◆ ЗАДАНИЕ ◆
Какое дело, по Токвилю, завершила революция, судя по тексту ниже о консервативном взгляде на революцию?

◆ ТЕКСТ ◆
"""

Эта декларация воспроизводит главный консервативный тезис о революции, впервые прозвучавший более двухсот лет назад, о несоответствии самосознания революции ее действительному значению. Консервативные мыслители были убеждены в своей способности увидеть скрытое от непосредственных акторов революции ее подлинное содержание, определяемое божественным Провидением, метафизической национальной судьбой или исторической необходимостью. Такая способность, по выражению Жозефа де Местра, «восхититься порядком, господствующим в беспорядке»[12], помогала разглядеть в каждой победившей революции ее неотвратимое самоотрицание. Де Местр с удовлетворением писал:

«Все чудовища, порожденные революцией, трудились, по-видимому, только ради королевской власти. Благодаря им блеск побед заставил весь мир прийти в восхищение и окружил имя Франции славой, которую не могли целиком затмить преступления революции; благодаря им король вновь взойдет на трон во всем блеске своей власти и, быть может, даже более могущественным, чем прежде»[13].

Если де Местр относил «порядок беспорядка» к пока не явленному божьему промыслу, то Алексис де Токвиль находил его в воспроизводстве революцией тех форм организации, против которых она, казалось бы, была направлена. Французская революция «породила новую власть, точнее, эта последняя как бы сама собою вышла из руин, нагроможденных революцией»[14]. Согласно Токвилю, убрав все отжившее, революция завершила дело создания централизованного бюрократического государства, начатое абсолютизмом Бурбонов.

"""

Записи с указанием объектов на фото
"""

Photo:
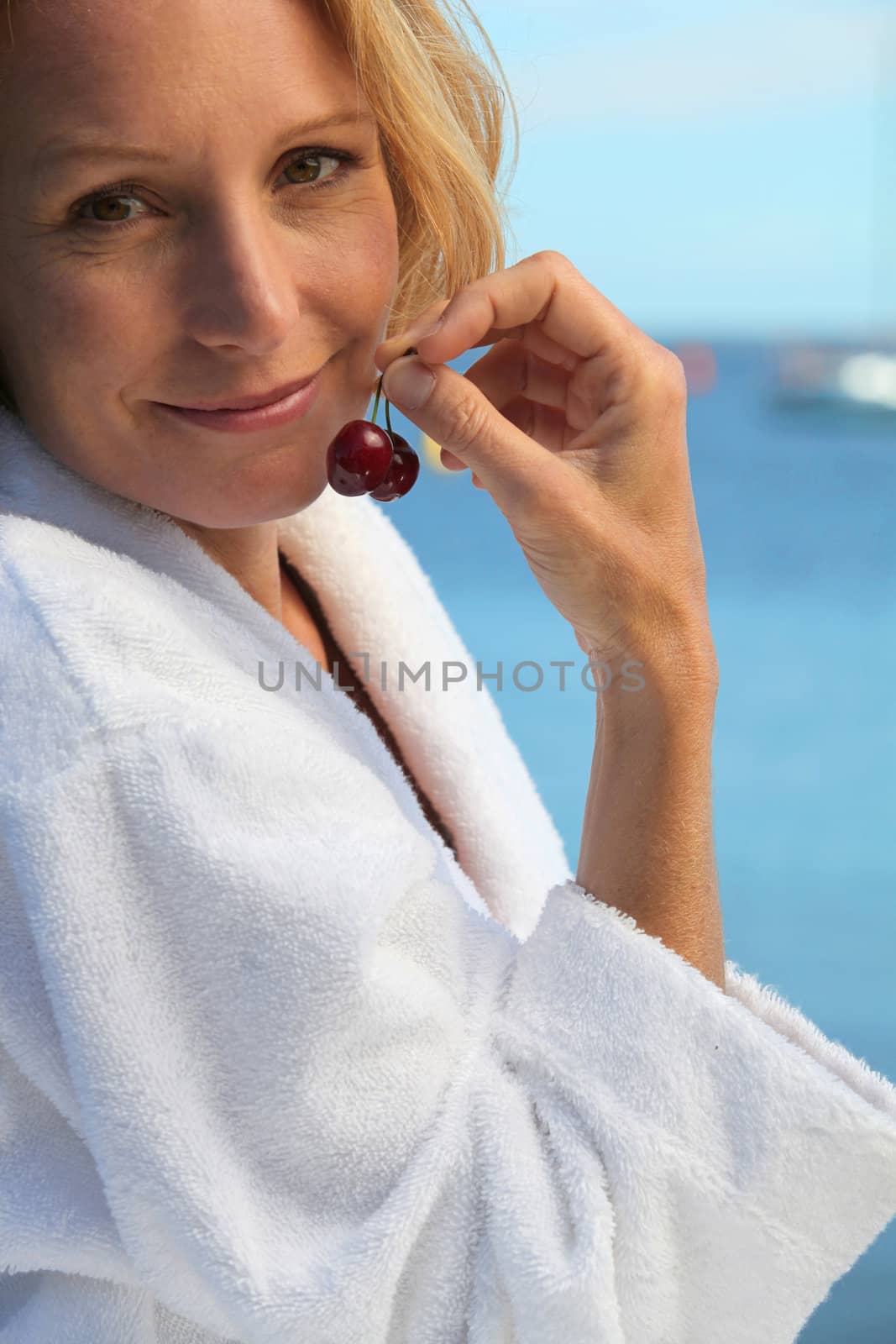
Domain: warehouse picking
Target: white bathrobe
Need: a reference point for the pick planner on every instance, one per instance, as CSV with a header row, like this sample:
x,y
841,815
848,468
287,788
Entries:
x,y
275,1068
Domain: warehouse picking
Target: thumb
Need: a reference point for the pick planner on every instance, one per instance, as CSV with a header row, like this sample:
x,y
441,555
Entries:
x,y
458,417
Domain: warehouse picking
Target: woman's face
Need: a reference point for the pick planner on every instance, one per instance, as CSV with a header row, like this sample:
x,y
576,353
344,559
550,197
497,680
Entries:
x,y
221,270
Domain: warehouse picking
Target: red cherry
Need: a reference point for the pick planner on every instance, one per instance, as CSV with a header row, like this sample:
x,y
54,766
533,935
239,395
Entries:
x,y
402,472
359,457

"""

◆ ПРАВИЛЬНЫЙ ОТВЕТ ◆
Создание централизованного бюрократического государства, начатое абсолютизмом Бурбонов.